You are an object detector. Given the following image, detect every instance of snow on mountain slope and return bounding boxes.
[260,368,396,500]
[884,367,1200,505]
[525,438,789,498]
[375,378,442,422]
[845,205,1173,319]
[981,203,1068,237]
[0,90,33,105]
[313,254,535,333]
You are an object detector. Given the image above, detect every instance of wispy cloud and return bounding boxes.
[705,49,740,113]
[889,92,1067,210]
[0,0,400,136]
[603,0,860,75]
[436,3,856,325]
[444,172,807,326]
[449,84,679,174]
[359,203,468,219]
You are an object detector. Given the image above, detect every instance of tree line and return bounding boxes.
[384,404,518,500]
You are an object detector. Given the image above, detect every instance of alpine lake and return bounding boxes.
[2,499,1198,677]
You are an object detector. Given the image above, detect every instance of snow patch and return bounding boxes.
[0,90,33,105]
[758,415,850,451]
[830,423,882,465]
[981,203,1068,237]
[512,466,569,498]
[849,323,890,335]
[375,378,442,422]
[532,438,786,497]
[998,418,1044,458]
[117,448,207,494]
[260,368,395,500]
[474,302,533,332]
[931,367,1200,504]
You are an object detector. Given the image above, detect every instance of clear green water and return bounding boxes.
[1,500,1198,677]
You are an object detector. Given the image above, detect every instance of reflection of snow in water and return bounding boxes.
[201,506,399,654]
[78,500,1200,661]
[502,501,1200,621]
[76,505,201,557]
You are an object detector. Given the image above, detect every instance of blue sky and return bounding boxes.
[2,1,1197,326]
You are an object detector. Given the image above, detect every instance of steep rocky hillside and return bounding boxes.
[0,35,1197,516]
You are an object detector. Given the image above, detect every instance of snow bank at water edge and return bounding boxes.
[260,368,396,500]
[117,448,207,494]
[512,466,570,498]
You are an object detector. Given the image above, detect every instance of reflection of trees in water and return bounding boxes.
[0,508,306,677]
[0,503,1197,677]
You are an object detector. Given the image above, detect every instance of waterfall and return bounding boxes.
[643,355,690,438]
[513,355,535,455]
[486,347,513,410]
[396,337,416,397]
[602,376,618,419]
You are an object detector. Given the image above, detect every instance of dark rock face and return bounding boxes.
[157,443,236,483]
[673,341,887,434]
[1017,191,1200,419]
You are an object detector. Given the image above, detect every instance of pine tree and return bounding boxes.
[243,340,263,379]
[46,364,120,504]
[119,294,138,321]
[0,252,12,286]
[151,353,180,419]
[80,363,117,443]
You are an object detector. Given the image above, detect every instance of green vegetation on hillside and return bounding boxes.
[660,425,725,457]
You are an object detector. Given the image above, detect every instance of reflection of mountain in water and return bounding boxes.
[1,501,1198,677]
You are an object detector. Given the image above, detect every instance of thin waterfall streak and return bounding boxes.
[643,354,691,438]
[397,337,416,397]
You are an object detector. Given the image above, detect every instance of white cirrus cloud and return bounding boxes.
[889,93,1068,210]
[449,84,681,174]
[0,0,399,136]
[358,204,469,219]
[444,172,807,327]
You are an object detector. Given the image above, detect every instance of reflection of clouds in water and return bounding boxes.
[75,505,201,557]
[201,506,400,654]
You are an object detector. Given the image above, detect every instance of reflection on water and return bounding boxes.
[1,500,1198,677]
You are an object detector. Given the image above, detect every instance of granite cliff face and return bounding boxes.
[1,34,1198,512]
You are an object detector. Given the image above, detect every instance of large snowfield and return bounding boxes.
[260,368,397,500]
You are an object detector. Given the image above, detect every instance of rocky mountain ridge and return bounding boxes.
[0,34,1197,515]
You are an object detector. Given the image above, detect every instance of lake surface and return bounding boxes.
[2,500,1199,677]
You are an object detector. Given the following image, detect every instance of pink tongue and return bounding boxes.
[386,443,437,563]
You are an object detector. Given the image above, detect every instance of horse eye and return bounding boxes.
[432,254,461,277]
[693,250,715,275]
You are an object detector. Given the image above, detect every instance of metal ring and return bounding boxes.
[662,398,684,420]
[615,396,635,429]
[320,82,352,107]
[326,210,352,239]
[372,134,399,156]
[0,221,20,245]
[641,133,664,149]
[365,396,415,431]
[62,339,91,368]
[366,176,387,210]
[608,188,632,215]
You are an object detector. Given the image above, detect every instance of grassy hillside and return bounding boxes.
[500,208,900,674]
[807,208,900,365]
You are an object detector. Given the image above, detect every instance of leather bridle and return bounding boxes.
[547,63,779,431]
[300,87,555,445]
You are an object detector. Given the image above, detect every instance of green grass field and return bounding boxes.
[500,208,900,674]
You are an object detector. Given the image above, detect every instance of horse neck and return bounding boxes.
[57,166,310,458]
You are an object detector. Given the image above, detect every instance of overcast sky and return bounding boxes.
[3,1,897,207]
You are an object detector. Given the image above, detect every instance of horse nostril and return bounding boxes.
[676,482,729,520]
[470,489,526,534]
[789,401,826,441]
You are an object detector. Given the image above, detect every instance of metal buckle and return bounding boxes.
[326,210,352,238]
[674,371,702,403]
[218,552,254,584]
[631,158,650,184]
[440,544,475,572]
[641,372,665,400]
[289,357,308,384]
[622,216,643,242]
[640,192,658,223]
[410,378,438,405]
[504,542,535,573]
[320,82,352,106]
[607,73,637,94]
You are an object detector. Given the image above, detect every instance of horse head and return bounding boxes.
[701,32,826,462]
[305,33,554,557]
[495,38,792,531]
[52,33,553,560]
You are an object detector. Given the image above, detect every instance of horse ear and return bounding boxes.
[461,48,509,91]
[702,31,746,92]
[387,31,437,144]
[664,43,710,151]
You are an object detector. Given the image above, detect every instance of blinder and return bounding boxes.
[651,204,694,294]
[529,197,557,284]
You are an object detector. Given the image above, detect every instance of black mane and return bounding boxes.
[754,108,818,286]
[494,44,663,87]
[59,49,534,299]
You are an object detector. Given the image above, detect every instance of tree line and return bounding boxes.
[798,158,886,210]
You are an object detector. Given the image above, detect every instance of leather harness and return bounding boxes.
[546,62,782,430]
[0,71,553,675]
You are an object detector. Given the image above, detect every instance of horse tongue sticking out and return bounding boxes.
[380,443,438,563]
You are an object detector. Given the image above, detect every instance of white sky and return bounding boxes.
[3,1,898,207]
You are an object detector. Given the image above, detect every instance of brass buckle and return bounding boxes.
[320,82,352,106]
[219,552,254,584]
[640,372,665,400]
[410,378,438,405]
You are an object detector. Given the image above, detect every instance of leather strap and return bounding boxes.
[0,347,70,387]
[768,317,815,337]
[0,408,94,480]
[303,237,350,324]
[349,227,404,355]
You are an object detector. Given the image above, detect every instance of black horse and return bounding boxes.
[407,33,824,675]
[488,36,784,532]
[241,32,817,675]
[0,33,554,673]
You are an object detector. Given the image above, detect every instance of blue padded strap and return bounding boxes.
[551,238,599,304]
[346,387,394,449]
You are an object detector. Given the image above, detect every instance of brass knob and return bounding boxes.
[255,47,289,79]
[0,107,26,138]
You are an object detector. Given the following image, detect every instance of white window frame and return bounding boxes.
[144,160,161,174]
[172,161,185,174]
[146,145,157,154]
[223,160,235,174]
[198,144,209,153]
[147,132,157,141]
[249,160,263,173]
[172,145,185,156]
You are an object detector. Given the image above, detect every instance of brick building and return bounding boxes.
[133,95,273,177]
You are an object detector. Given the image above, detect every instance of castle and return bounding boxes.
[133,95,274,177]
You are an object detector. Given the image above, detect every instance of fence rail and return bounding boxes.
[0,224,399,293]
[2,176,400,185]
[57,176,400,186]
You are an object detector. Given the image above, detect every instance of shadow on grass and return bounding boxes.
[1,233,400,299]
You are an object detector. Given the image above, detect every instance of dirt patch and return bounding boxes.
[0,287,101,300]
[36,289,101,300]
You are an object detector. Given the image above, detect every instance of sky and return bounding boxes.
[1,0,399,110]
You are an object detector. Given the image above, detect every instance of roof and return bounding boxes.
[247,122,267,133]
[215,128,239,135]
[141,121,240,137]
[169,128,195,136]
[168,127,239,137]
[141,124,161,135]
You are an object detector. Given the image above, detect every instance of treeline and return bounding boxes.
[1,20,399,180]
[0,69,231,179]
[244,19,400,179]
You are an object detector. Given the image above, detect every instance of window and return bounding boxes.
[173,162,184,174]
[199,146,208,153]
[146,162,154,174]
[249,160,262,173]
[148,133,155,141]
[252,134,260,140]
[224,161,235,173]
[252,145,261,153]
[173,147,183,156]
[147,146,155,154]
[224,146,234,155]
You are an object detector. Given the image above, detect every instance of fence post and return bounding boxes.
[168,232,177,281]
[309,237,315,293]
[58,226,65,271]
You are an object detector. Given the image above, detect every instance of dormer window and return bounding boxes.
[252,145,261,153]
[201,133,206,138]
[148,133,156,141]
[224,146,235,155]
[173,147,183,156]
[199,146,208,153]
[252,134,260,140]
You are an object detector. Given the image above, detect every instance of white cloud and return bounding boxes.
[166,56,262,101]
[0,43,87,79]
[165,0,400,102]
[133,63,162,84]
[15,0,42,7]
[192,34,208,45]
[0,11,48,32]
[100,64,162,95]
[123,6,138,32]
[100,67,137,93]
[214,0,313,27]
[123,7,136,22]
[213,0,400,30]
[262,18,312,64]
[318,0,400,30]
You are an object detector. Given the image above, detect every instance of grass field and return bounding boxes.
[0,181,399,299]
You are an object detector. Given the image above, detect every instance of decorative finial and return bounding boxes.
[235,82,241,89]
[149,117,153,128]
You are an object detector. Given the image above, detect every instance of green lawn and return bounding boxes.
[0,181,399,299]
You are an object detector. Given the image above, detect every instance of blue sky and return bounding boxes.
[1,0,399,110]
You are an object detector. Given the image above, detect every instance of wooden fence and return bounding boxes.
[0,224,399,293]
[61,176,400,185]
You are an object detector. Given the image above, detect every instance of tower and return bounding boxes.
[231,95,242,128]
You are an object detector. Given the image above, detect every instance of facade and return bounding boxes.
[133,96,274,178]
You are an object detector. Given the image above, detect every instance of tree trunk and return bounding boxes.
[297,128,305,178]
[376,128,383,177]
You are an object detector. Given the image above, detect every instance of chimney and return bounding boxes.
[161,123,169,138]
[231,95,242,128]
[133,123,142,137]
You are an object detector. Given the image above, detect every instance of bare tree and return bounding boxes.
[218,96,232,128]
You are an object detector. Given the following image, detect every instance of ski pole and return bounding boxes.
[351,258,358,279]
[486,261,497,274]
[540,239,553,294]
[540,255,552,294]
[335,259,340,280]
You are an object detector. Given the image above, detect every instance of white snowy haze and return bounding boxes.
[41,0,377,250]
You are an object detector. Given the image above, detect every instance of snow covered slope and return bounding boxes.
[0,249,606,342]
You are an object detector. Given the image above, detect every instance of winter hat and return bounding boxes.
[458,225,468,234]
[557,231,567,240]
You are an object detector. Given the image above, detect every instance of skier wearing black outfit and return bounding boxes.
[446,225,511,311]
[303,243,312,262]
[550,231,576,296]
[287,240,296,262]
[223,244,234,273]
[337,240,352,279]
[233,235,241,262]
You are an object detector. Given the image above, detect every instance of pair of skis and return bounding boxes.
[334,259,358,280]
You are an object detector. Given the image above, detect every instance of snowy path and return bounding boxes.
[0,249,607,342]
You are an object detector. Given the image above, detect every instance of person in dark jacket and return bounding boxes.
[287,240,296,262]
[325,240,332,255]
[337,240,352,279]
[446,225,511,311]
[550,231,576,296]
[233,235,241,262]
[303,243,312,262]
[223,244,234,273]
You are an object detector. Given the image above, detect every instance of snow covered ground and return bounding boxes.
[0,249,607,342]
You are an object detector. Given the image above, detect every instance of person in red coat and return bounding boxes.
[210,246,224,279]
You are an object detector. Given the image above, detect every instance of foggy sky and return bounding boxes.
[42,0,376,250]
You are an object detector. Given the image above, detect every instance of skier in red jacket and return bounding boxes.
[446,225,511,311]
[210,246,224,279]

◆ **WHAT THIS TASK INVOLVES**
Where the line containing "path and return bounding boxes." appears, begin a word-for-word copy and carry it through the last line of the listing, leaving out all other lines.

◆ **RESPONSE TO THIS TASK**
You are an object detector. Given the image above, detect every instance of snowy path and return bounding boxes.
[0,249,607,342]
You are an object detector. Given the image above, detect every instance of person in dark jacket and return bounding boxes.
[287,240,296,262]
[325,240,332,255]
[337,240,352,279]
[446,225,511,311]
[550,231,576,296]
[233,235,241,262]
[303,243,312,262]
[223,244,234,273]
You are an object detector. Given the image above, detect every instance of snow covered ground and return bounding boxes.
[0,249,607,342]
You are an object detector. Given the image above, detect every instance of person in red coat and return bounding boxes.
[210,246,224,279]
You are an object detector. Given the image above, detect every instance of foggy sky and return bounding boxes.
[42,0,376,250]
You are an object detector. Given the image above, detect every instance of skier in red jacket and return bounding boxes.
[446,225,511,311]
[210,246,224,279]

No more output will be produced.